● **JOB**: Can you update the items below by changing "Drop" to "Mark" everywhere and leaving everything else as it is?

◇ ◇ ◇ ◇ ◇

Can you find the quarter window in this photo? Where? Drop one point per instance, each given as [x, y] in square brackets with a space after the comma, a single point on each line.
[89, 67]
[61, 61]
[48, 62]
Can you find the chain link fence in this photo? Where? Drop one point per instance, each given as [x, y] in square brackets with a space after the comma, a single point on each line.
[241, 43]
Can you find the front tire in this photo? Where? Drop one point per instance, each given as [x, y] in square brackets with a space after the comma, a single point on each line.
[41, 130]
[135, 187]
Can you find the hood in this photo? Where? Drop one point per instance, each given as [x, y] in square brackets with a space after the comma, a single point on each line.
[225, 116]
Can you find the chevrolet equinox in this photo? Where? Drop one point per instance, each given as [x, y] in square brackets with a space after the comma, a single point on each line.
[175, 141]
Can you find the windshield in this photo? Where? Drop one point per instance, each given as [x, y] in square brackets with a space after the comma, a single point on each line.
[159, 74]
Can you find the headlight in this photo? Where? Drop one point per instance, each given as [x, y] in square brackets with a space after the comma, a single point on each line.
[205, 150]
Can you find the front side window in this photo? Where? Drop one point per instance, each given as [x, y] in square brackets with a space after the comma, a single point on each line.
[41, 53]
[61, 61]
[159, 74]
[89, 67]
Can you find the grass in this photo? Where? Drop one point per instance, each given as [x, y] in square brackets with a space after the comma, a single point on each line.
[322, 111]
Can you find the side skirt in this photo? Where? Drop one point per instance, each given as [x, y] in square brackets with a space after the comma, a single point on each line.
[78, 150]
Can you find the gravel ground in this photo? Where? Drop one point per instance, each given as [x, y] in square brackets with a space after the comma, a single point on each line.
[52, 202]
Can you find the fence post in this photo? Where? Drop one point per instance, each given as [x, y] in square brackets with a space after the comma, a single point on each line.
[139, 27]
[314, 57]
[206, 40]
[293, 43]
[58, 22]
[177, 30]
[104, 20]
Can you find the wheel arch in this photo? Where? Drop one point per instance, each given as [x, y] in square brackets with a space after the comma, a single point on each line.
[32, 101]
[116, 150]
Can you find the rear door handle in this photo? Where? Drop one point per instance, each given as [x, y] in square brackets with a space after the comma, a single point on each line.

◇ ◇ ◇ ◇ ◇

● **REPLY TO THE EXERCISE**:
Can you find the quarter window in this photo? Where? Mark one point per instance, each given as [x, y] in square brackets with a space after the comma, a single point on each line.
[89, 67]
[61, 61]
[48, 62]
Can you find the chain link fence in this photo? Where? Mark one point per instance, each given as [x, y] in square brackets with a space after the comma, a single point on each line.
[241, 43]
Can you find the front tire in this photo? Where? Mark one point per instance, each given as [x, y] in square brackets with a space after the comma, a single point on each line.
[41, 130]
[135, 187]
Can you find the hood in this photo? Where? Mark one point per instance, each given as [x, y] in square brackets with a space after the comma, a single point on each line.
[225, 116]
Can you find the chevrolet equinox in this photo? Where? Mark one point per instance, each given as [x, y] in square brackets with a space after the comma, a single point on each line.
[175, 141]
Can you find the windshield in this photo? Where? Mark one point per instance, each given as [x, y] in square brackets with a space after the comma, a single point on each line.
[159, 74]
Can you find the headlight in this photo? Where? Mark one point per instance, each given as [x, y] in square brackets with a space after the comma, a single point on each line.
[205, 150]
Can you find the front side window in this photo? Where? Mark one point per instance, each given as [x, y] in square brackets with a space after the comma, a single point on each line.
[41, 53]
[61, 61]
[159, 74]
[89, 67]
Can you find the grass in this photo? Where? Mark one point per instance, each given as [x, y] in square brackets with a space after the comma, a single point on each line.
[322, 111]
Can you find the side skirt in this photo? Where? Mark one point per instance, each given as [x, y] in square brackets with a space after the comma, a single point on each line.
[78, 150]
Can you find the gravel ground in this photo? Where? Mark one point per instance, each given as [x, y] in square brackets with a space after the comma, a single point on each line.
[52, 202]
Can you find the fence post in this photo? Where? Mark one point per instance, each given as [x, y] in square brackets with a space after the comma, a single point on each line.
[139, 27]
[314, 57]
[206, 40]
[293, 43]
[58, 22]
[177, 30]
[104, 20]
Can you find the wheel arch in this photo? Where? Mark one point per instance, each given as [x, y] in square brackets with a space after the comma, a single point on each line.
[32, 101]
[116, 150]
Can you find the rear door handle in this photo? Where? Mark one point per instance, each given as [x, y] in square brackets with a space after the comma, a single point on each line.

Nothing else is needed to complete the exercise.